Task details – Pull out the lines of the listing from the one containing "Draw the outline of every instance of the construction" through the end of the listing, inclusive, and reproduce them verbatim. Include no other lines.

◆ ◆ ◆ ◆ ◆

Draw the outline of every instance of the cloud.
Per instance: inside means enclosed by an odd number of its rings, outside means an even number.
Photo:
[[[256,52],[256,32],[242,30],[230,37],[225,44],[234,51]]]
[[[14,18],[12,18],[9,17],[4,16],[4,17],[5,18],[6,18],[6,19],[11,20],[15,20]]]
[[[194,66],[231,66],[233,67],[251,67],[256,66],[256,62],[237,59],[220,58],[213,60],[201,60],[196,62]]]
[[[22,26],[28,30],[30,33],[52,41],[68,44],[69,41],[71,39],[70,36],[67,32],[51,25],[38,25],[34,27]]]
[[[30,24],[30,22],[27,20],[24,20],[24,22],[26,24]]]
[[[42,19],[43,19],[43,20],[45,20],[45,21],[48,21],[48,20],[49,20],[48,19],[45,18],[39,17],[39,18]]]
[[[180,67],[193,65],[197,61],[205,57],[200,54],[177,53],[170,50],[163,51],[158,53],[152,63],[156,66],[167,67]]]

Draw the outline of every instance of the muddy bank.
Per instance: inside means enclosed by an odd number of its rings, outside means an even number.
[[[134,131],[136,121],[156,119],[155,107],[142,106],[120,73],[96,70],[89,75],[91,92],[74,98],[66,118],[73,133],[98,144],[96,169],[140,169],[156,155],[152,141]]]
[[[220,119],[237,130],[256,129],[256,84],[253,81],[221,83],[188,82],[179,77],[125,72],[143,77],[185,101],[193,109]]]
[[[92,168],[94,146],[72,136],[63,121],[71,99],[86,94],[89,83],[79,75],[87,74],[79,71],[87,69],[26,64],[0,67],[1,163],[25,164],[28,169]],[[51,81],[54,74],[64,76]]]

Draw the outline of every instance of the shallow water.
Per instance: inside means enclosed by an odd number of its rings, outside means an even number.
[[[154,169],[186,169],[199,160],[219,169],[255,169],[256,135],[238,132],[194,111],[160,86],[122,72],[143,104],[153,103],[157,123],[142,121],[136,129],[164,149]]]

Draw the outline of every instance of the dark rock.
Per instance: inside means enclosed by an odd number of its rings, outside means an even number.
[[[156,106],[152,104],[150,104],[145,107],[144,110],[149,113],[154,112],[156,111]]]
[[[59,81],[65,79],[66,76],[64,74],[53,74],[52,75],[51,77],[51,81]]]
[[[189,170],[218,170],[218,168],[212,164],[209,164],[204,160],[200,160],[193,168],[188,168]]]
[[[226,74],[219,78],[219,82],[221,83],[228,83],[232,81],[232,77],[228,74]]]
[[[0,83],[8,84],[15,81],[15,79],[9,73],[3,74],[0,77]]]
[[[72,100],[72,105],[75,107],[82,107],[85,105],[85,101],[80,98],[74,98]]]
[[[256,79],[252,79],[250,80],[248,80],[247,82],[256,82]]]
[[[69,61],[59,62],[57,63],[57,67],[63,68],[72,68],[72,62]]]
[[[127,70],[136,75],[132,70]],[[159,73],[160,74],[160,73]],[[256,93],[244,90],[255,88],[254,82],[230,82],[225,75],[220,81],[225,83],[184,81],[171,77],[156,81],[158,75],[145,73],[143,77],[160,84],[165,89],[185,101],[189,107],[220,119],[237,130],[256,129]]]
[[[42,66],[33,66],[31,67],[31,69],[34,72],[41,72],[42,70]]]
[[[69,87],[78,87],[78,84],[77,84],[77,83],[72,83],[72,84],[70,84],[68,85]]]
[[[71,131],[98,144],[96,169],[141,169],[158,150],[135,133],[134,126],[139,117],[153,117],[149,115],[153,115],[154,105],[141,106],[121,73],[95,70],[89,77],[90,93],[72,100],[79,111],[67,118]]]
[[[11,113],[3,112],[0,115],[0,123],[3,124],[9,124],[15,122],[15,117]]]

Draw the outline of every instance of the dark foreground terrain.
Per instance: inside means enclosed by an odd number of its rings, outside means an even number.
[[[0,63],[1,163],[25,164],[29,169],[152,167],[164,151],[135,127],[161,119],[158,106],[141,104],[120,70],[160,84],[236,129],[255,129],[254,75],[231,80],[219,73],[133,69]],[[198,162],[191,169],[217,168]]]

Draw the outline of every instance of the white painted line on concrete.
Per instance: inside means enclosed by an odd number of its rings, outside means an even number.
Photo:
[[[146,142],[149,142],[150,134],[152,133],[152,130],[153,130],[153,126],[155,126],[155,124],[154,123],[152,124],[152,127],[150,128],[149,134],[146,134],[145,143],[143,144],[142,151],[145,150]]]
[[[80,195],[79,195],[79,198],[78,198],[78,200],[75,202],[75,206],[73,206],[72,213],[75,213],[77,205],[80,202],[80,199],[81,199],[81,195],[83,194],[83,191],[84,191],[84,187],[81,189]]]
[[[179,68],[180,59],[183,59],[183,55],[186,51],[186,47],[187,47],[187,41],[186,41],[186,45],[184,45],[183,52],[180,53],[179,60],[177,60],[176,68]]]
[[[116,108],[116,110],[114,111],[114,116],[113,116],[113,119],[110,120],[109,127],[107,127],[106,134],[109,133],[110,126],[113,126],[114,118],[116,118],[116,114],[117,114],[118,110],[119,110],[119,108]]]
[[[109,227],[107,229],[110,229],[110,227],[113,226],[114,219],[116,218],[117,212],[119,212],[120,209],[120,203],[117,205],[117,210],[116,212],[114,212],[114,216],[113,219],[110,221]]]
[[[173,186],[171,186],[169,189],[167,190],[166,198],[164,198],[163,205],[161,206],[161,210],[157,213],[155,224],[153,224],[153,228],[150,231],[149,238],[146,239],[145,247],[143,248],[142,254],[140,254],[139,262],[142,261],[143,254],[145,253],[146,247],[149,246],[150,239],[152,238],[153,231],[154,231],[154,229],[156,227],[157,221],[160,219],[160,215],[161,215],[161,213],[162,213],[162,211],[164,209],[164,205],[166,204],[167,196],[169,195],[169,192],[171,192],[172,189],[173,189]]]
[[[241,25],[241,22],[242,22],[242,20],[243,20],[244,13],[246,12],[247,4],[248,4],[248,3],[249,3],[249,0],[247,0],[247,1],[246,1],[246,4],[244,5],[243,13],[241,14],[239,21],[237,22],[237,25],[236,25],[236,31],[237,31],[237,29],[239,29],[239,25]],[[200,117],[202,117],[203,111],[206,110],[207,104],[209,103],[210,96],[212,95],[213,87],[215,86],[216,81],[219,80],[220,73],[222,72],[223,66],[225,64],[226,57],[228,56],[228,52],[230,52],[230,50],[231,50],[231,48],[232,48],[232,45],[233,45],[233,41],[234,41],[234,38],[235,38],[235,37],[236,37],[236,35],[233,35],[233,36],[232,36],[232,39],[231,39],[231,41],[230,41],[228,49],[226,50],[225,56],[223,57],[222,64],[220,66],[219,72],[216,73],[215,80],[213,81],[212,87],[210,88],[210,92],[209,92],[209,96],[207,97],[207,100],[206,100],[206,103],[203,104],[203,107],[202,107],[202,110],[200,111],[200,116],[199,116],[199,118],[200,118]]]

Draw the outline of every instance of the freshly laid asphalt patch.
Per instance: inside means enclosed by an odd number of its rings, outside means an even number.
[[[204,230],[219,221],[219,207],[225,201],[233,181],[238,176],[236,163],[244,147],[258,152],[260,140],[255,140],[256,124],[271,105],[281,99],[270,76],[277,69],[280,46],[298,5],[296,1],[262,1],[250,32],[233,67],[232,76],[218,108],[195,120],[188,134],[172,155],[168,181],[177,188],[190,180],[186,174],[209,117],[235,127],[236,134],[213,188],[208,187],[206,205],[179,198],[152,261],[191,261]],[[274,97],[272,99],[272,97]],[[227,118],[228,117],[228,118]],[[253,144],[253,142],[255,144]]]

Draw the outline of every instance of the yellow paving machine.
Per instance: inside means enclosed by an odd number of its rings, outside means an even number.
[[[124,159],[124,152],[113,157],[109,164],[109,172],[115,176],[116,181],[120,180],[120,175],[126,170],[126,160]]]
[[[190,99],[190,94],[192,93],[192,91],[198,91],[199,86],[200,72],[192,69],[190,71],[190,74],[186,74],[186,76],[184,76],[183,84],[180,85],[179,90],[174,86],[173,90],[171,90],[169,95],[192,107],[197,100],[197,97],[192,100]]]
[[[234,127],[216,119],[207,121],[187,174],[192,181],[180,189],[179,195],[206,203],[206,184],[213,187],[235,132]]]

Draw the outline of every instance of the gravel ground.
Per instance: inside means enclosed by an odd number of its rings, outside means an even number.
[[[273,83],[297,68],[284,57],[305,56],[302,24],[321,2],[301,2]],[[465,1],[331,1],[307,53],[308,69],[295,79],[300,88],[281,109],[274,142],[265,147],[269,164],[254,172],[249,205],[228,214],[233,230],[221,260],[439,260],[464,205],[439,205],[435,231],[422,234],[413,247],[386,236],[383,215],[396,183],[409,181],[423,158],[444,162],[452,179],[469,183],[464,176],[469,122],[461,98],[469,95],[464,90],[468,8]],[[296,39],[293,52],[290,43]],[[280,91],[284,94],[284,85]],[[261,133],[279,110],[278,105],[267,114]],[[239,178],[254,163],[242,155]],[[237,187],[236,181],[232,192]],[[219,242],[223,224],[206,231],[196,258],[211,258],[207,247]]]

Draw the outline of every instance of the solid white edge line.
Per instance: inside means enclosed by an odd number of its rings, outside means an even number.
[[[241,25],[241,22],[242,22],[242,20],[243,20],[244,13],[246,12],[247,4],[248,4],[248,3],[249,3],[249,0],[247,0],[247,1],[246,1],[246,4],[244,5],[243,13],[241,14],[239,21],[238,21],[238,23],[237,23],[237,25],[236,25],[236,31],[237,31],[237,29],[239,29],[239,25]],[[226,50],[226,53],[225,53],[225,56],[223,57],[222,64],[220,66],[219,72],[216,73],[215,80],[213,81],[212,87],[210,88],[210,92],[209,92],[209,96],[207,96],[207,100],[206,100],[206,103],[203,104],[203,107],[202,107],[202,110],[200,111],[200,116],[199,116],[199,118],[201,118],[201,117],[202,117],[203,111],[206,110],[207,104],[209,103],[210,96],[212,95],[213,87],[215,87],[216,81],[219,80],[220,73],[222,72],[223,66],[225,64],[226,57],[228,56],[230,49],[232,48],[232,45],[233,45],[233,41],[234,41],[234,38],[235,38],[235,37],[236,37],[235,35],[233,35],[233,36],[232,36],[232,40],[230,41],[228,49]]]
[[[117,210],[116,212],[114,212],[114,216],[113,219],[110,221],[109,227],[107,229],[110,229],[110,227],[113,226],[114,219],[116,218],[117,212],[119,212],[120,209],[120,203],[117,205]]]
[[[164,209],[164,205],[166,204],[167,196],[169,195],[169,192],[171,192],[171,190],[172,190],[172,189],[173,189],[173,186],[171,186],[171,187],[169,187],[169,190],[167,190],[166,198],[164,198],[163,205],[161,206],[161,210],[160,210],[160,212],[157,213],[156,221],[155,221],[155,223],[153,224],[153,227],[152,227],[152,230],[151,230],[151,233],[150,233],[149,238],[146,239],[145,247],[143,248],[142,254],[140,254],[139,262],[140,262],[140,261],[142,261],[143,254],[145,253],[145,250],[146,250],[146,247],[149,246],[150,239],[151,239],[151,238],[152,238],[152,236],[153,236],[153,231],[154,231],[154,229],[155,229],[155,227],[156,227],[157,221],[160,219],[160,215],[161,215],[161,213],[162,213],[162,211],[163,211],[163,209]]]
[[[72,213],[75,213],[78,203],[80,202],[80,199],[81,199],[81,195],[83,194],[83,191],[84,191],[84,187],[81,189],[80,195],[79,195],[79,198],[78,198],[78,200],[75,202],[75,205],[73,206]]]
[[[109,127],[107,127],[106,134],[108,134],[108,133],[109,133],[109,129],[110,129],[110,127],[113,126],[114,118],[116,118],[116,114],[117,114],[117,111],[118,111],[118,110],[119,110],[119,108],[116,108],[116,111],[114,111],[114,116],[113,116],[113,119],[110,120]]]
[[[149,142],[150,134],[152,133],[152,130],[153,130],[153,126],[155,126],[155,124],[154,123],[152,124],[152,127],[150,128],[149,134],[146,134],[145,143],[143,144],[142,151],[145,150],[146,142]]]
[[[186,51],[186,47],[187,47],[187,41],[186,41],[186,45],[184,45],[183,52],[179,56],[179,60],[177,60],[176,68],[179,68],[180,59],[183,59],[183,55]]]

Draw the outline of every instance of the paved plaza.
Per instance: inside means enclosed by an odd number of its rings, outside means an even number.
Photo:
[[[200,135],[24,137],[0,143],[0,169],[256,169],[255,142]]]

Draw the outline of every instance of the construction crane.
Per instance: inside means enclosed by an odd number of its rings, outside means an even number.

◆ ◆ ◆ ◆ ◆

Response to this task –
Draw the outline of every instance of the construction crane.
Per instance: inside means enclosed by an odd number of its rings, outside means an even number.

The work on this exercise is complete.